→ **EXERCISE DESCRIPTION**
Rescale the records from the line with "Spot any white banner in the frame." through the end of the records. Give only those lines again, requests included. Multiply every bounding-box coordinate in the answers by 0.95 and round to whole numbers, with halves rounded up.

====== INFORMATION SUPPLIED

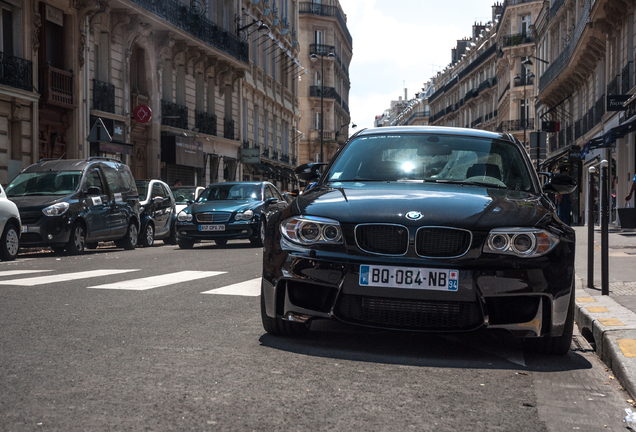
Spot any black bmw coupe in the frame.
[261,127,576,354]
[175,182,288,249]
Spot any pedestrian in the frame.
[625,175,636,201]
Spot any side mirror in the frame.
[539,173,577,194]
[294,162,327,181]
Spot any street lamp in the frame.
[514,59,541,171]
[309,49,336,162]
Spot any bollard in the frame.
[587,167,596,288]
[600,159,609,295]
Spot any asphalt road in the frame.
[0,242,631,431]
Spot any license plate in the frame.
[360,265,459,291]
[199,225,225,231]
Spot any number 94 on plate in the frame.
[360,265,459,291]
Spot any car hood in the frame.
[10,195,68,210]
[296,182,551,229]
[190,200,262,213]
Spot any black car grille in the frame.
[356,224,409,255]
[20,211,43,225]
[20,233,42,244]
[336,295,483,330]
[415,227,471,258]
[197,212,232,222]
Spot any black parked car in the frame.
[176,182,288,249]
[6,157,139,254]
[135,180,177,247]
[261,127,576,354]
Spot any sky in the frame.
[340,0,502,133]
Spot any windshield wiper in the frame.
[436,179,508,189]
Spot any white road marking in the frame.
[201,278,261,297]
[0,270,53,277]
[0,269,139,286]
[88,270,226,291]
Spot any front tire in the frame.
[66,221,86,255]
[261,281,311,337]
[0,223,20,261]
[139,222,155,247]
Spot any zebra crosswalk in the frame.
[0,269,261,297]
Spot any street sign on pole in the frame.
[86,118,113,142]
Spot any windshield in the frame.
[327,134,532,191]
[171,187,196,204]
[6,171,82,197]
[135,180,150,201]
[198,183,263,202]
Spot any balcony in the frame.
[223,118,234,140]
[131,0,249,63]
[0,52,33,92]
[503,33,534,48]
[621,62,634,94]
[298,2,353,45]
[161,99,188,130]
[497,118,534,132]
[40,65,75,109]
[93,79,115,114]
[194,111,216,136]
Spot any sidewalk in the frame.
[573,227,636,399]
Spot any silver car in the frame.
[0,186,22,261]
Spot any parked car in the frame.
[135,180,177,247]
[0,185,22,261]
[6,157,139,254]
[261,127,576,354]
[170,186,205,214]
[176,182,288,249]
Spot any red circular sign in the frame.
[133,105,152,123]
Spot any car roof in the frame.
[355,126,516,142]
[23,158,124,172]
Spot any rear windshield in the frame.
[327,134,532,191]
[171,187,196,204]
[6,171,82,197]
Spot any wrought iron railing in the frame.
[0,52,33,91]
[194,110,217,136]
[298,2,353,45]
[93,79,115,114]
[39,65,75,108]
[539,0,591,92]
[503,33,534,48]
[621,61,633,94]
[131,0,249,63]
[161,99,188,129]
[223,118,234,140]
[594,95,605,125]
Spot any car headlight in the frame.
[234,210,254,220]
[484,228,559,258]
[177,211,192,222]
[280,216,343,245]
[42,203,69,216]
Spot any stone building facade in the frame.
[298,0,353,163]
[0,0,301,192]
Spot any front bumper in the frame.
[263,243,573,337]
[175,221,258,242]
[20,213,73,247]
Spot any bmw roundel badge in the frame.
[406,211,422,220]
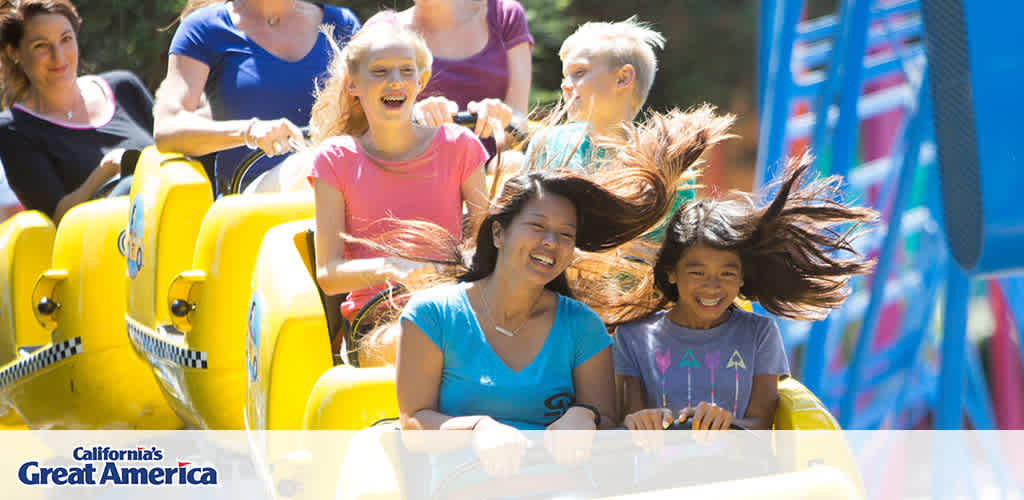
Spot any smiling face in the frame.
[8,14,78,93]
[562,48,631,123]
[347,39,430,123]
[669,245,743,330]
[492,192,577,286]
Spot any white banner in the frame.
[0,427,1024,500]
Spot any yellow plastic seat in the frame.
[0,198,181,428]
[128,194,313,429]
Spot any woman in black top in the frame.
[0,0,153,222]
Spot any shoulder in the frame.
[0,110,14,133]
[490,0,526,25]
[316,135,358,158]
[0,109,31,141]
[319,4,359,30]
[544,122,589,142]
[178,2,228,31]
[406,284,465,313]
[96,70,148,94]
[555,293,604,329]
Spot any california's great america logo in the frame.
[17,446,217,486]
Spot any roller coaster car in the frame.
[246,221,863,497]
[0,197,181,428]
[125,149,313,429]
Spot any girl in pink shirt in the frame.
[309,20,487,360]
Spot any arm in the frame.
[154,54,249,155]
[3,136,123,224]
[313,178,420,295]
[395,319,497,430]
[548,346,618,429]
[53,149,125,224]
[154,54,302,157]
[460,161,489,220]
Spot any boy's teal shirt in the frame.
[526,122,693,242]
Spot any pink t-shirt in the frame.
[310,124,487,318]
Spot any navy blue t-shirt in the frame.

============

→ **IN RESPONSE**
Spot any white banner in the frame.
[0,406,973,475]
Spot any yellow plastic seat in the frame.
[0,188,172,407]
[122,184,297,408]
Spot any woman in black top in the frame.
[0,0,145,211]
Spot any shoulder in the frame.
[0,105,13,126]
[466,0,500,24]
[300,128,340,150]
[0,104,29,134]
[303,4,341,29]
[517,116,560,135]
[169,2,217,29]
[386,270,442,297]
[91,67,141,89]
[527,278,574,313]
Spot any california's great america logo in the frame.
[16,424,206,462]
Spot any roller coaster car in the frame.
[234,210,820,472]
[0,187,172,407]
[119,142,297,408]
Spot any girl in pink shirt in the frame.
[294,19,463,342]
Spot any arm in the frame.
[146,51,237,147]
[3,129,117,213]
[297,169,399,280]
[375,303,472,409]
[521,329,587,408]
[50,142,119,213]
[146,51,287,149]
[437,153,465,209]
Spot any boy's teal shirt in the frame.
[500,116,658,230]
Spot any pink t-shirt in the frame.
[295,118,463,302]
Spot any navy blue t-shirt in the frame.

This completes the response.